* **REQUIREMENT A**:
Decide whether each statement below agrees with the film article that follows: (i) Jewison took over as director from Sam Peckinpah shortly after filming began; (ii) Howard wins $12,000 from Slade in the tune-up game; (iii) the Kid spends the day before the big game with Christian at her family's farm. Answer yes or no for each, quoting the exact words of the article that decide it.

The Cincinnati Kid is a 1965 American drama film directed by Norman Jewison. It tells the story of Eric "The Kid" Stoner, a young Depression-era poker player, as he seeks to establish his reputation as the best. This quest leads him to challenge Lancey "The Man" Howard, an older player widely considered to be the best, culminating in a climactic final poker hand between the two.

The script, adapted from Richard Jessup's novel of the same name, was written by Ring Lardner Jr. and Terry Southern; it was Lardner's first major studio work since his 1947 blacklisting as one of The Hollywood Ten. The film stars Steve McQueen in the title role and Edward G. Robinson as Howard. Director Jewison, who replaced Sam Peckinpah shortly after filming began, describes The Cincinnati Kid as his "ugly duckling" film. He considers it the film that allowed him to transition from the lighter comedic films he had previously been making and take on more serious films and subjects.

The film garnered mixed reviews from critics on its initial release; supporting actors Robinson and Joan Blondell earned award nominations for their performances.

Plot
In the 1930s Eric Stoner, nicknamed "The Kid", an up-and-coming poker player in New Orleans, hears that Lancey Howard, an old master of the game, is in town, and sees it as his chance to achieve recognition as the new king of five-card stud. But before the huge contest between Stoner and Howard, the latter arranges a tune-up game with wealthy, corrupt William Jefferson Slade. For a dealer, he secures the services of the Kid's friend, Shooter, renowned for his integrity. Howard wins $6,000 from Slade over a 30-hour game, angering Slade and wounding his pride. That night at Slade's home, he tries to bribe Shooter into cheating in the Kid's favor when the two players meet. Shooter declines, but Slade calls in Shooter's markers worth $12,000, and blackmails him by threatening to reveal damaging information about Shooter's sleazy wife, Melba. Shooter agonizes over his decision, having spent the last 25 years building a reputation for honesty. Eventually, however, he accedes to Slade's demands. Meantime, with the Kid's girl Christian visiting her parents, Melba tries to seduce him, even though she and Christian are close friends. Out of respect for Shooter, he rebuffs her and spends the day before the game with Christian at her family's farm.

Back in New Orleans the next day, the big game begins. At first, there are six players, including Howard and the Kid, with Shooter playing as he deals and another dealer, the popular Lady Fingers, relieving him whenever Shooter needs a break. In the first big confrontation between the Kid and Howard, the Kid is short $2,000 and Slade steps in to stake him. Several hours later, Howard busts a player called Pig, and the remaining players take a break. After the game resumes, Shooter bows out of competition but remains at the table as dealer only. Later, two more players, Yeller and Sokal, drop out. That leaves just Howard and the Kid. After a few unlikely wins, the Kid abruptly calls for a break and then privately confronts Shooter, who admits to being forced into cheating by Slade. The Kid insists he can win on his own and tells Shooter to deal straight or he will blow the whistle, destroying Shooter's reputation. Before the game resumes, Melba succeeds in seducing the Kid. Christian makes a surprise visit to the room, catches them after the fact, and walks out on the Kid.

* **MATERIAL FOR THIS TASK**:
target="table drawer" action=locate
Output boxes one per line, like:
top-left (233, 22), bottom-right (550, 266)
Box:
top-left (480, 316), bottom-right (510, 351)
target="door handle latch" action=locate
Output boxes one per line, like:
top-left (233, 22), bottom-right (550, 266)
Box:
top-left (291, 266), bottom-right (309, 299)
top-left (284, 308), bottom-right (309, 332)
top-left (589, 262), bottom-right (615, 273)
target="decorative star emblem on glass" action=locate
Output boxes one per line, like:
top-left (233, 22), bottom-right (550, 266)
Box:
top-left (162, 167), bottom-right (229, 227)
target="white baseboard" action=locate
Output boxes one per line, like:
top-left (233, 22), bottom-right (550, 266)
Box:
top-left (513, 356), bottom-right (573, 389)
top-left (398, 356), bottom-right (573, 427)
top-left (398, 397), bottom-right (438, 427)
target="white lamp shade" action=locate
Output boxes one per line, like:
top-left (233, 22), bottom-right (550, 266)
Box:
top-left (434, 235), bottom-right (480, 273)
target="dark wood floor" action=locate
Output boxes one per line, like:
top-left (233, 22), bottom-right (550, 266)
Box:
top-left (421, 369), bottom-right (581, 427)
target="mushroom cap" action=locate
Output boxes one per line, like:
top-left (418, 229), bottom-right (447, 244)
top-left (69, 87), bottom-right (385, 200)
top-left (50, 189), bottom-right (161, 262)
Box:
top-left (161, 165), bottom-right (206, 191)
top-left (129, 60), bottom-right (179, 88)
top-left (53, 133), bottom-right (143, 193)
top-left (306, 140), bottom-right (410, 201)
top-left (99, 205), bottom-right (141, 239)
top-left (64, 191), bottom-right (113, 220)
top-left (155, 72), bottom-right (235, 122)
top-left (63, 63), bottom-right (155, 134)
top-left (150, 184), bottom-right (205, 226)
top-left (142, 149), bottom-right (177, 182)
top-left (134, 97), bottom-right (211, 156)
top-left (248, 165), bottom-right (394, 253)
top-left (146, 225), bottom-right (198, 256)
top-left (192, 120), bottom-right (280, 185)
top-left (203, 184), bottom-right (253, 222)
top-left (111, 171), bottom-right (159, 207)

* **REQUIREMENT B**:
Output as a Markdown table with the columns Row and Line the lines of the entries from the first line of the entries through the line that contains "top-left (480, 316), bottom-right (510, 351)", both ends included. Number the rows and omit any blank lines.

* **CORRECT OUTPUT A**:
(i) Yes: "Director Jewison, who replaced Sam Peckinpah shortly after filming began"
(ii) No: "Howard wins $6,000 from Slade over a 30-hour game"
(iii) Yes: "spends the day before the game with Christian at her family's farm"

* **CORRECT OUTPUT B**:
| Row | Line |
|---|---|
| 1 | target="table drawer" action=locate |
| 2 | Output boxes one per line, like: |
| 3 | top-left (233, 22), bottom-right (550, 266) |
| 4 | Box: |
| 5 | top-left (480, 316), bottom-right (510, 351) |